GIVEN TEXT:
--- START ---

So using all those three things together we think we can then put patients into three buckets, a high risk group and they would go straight to endoscopy and have treatment if it’s confirmed, an intermediate risk group where we would say repeat the cytosponge in about six months, and a low risk group where really we feel pretty laid back, they’ve got Barrett’s, we think it’s low risk, swallow the cytosponge again in three years’ time. So we’re still confirming exactly how we want this risk stratification to be done but that’s the kind of way we’re thinking about it at the moment.

Is looking at risk stratification in this area a new thing or are other countries doing it too?

--- END ---

PROBLEM SET:
(A) In the passage on risk stratification, what happens to patients placed in the intermediate risk group?
(B) Reproduce the stretch of the passage on risk stratification from "So using all" through "doing it too?".

Data entries:

--- START ---

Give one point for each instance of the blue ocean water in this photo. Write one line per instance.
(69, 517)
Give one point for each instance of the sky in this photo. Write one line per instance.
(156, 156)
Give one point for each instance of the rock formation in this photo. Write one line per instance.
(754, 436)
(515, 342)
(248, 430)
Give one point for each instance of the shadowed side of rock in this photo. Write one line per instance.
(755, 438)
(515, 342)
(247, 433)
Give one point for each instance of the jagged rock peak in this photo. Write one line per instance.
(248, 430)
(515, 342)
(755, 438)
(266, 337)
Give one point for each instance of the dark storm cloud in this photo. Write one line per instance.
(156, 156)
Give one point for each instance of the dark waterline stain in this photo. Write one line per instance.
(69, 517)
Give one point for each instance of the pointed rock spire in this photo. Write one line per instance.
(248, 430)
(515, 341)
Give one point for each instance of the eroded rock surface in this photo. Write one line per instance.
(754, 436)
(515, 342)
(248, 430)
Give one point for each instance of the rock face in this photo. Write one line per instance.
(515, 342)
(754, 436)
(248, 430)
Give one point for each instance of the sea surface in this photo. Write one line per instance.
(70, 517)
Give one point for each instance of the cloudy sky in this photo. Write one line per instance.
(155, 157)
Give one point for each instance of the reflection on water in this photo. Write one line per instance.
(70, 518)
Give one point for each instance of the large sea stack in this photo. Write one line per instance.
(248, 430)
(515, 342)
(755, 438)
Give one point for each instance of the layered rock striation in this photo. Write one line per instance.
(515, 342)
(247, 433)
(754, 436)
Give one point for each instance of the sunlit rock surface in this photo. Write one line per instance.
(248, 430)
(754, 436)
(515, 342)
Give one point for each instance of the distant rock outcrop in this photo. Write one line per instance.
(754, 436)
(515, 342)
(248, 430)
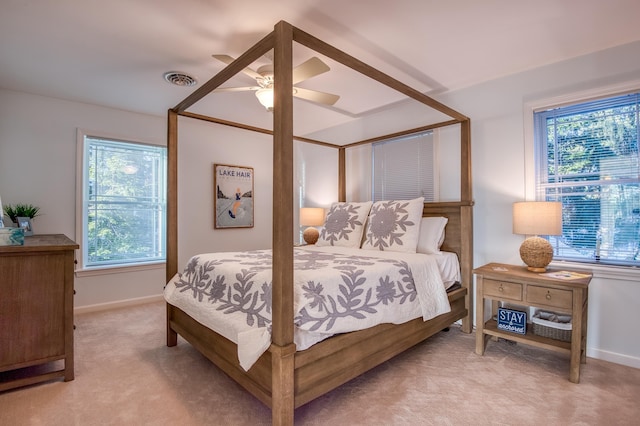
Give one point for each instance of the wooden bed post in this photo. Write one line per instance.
(342, 174)
(172, 211)
(466, 220)
(282, 348)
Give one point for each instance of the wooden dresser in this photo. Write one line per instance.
(36, 310)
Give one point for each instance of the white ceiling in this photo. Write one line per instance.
(114, 53)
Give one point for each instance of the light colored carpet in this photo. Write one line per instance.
(125, 375)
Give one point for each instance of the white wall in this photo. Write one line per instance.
(498, 110)
(37, 165)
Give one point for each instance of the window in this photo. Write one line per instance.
(123, 202)
(587, 157)
(403, 168)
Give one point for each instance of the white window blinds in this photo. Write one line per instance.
(587, 157)
(404, 168)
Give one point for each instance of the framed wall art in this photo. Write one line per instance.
(233, 196)
(25, 224)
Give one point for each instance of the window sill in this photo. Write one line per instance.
(621, 273)
(117, 269)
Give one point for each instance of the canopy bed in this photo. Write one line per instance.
(283, 377)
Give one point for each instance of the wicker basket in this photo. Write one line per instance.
(552, 325)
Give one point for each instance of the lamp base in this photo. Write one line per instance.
(310, 235)
(536, 253)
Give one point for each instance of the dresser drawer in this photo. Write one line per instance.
(502, 289)
(550, 297)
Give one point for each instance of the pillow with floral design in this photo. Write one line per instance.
(394, 225)
(344, 224)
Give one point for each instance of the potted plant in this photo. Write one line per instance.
(21, 210)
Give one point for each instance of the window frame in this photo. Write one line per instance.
(81, 269)
(430, 137)
(601, 270)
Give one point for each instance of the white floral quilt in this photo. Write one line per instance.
(337, 290)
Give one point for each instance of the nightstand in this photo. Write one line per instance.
(509, 283)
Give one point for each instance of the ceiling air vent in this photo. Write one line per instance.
(180, 79)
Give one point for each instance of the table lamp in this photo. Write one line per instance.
(537, 218)
(310, 217)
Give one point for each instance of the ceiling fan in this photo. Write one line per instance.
(264, 79)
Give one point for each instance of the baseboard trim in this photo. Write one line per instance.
(616, 358)
(118, 304)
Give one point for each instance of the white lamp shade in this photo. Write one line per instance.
(537, 218)
(311, 216)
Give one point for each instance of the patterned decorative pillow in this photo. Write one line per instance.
(394, 225)
(344, 224)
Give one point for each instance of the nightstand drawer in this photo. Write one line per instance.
(503, 289)
(550, 297)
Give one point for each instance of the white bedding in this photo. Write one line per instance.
(337, 290)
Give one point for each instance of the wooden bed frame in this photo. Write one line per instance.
(282, 378)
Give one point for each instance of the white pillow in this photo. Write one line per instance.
(431, 234)
(344, 224)
(394, 225)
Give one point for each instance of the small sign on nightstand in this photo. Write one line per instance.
(512, 321)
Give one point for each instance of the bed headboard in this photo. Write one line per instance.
(458, 232)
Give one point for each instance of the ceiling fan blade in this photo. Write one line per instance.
(236, 89)
(315, 96)
(228, 59)
(308, 69)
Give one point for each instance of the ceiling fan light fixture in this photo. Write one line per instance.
(180, 78)
(265, 97)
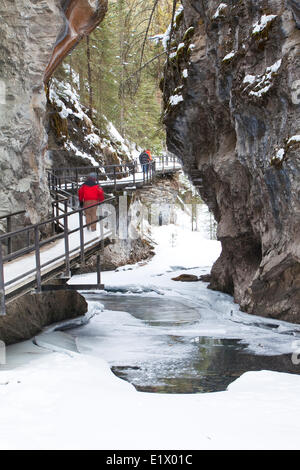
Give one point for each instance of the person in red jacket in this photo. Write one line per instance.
(90, 193)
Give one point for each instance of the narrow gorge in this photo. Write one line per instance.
(232, 102)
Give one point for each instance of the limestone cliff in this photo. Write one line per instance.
(35, 36)
(232, 112)
(28, 30)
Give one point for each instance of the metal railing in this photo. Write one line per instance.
(64, 184)
(111, 176)
(35, 232)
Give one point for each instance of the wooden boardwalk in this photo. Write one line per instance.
(69, 242)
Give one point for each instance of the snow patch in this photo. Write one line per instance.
(259, 85)
(294, 139)
(264, 21)
(175, 99)
(220, 10)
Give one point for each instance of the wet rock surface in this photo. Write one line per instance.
(232, 105)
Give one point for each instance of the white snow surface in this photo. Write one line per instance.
(294, 139)
(263, 23)
(220, 10)
(56, 398)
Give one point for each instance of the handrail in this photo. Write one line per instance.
(60, 186)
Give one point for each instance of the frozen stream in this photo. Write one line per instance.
(159, 344)
(164, 336)
(173, 337)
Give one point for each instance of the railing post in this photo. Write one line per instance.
(98, 269)
(133, 173)
(115, 179)
(2, 285)
(9, 240)
(82, 257)
(37, 258)
(67, 248)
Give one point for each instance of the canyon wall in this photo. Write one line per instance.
(28, 31)
(232, 113)
(35, 36)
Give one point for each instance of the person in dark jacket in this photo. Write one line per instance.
(90, 193)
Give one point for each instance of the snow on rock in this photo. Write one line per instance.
(264, 21)
(294, 139)
(83, 139)
(174, 100)
(165, 38)
(229, 56)
(220, 10)
(259, 85)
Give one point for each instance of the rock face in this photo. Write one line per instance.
(31, 32)
(80, 18)
(28, 30)
(232, 101)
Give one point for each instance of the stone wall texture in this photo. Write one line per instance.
(232, 111)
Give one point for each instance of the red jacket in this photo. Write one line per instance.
(90, 192)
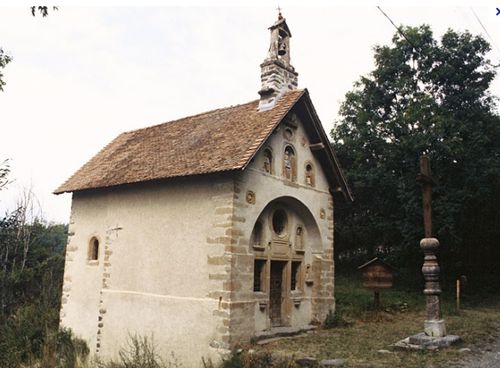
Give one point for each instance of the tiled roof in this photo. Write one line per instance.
(219, 140)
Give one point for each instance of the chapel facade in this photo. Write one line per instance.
(207, 231)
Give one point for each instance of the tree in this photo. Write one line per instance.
(430, 97)
(4, 58)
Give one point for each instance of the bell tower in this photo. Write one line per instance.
(277, 74)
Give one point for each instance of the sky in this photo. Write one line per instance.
(83, 75)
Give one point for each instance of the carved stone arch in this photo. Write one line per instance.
(268, 161)
(298, 215)
(284, 271)
(289, 166)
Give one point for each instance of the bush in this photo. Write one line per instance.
(140, 352)
(334, 320)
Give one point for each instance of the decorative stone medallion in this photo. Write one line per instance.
(250, 197)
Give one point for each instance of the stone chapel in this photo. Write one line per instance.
(207, 231)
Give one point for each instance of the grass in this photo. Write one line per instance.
(367, 330)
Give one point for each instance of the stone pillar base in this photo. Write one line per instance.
(435, 328)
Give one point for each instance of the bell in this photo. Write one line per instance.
(281, 49)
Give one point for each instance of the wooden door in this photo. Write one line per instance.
(276, 292)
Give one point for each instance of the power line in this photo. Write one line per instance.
(400, 31)
(485, 30)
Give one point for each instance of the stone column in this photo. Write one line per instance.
(434, 324)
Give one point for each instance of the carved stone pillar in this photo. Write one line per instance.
(434, 324)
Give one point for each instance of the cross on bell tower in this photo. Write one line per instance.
(277, 74)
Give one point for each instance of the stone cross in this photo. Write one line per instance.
(434, 324)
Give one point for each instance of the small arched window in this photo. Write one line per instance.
(290, 164)
(267, 164)
(93, 249)
(280, 222)
(309, 173)
(299, 238)
(257, 234)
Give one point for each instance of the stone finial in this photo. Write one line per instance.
(277, 74)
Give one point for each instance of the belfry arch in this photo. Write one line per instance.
(284, 241)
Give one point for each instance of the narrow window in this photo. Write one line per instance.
(289, 164)
(299, 238)
(310, 175)
(257, 234)
(94, 249)
(295, 275)
(279, 221)
(267, 165)
(258, 274)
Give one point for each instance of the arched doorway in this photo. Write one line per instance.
(284, 237)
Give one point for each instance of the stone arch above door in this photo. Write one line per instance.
(285, 228)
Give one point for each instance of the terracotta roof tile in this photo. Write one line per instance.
(219, 140)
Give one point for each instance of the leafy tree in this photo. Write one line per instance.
(4, 60)
(423, 97)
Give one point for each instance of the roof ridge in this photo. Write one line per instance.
(191, 116)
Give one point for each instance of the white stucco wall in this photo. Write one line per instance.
(152, 273)
(175, 259)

--- END ---

SOLUTIONS TO THE EXERCISE:
(A) They would repeat the cytosponge in about six months.

(B)
So using all those three things together we think we can then put patients into three buckets, a high risk group and they would go straight to endoscopy and have treatment if it’s confirmed, an intermediate risk group where we would say repeat the cytosponge in about six months, and a low risk group where really we feel pretty laid back, they’ve got Barrett’s, we think it’s low risk, swallow the cytosponge again in three years’ time. So we’re still confirming exactly how we want this risk stratification to be done but that’s the kind of way we’re thinking about it at the moment.

Is looking at risk stratification in this area a new thing or are other countries doing it too?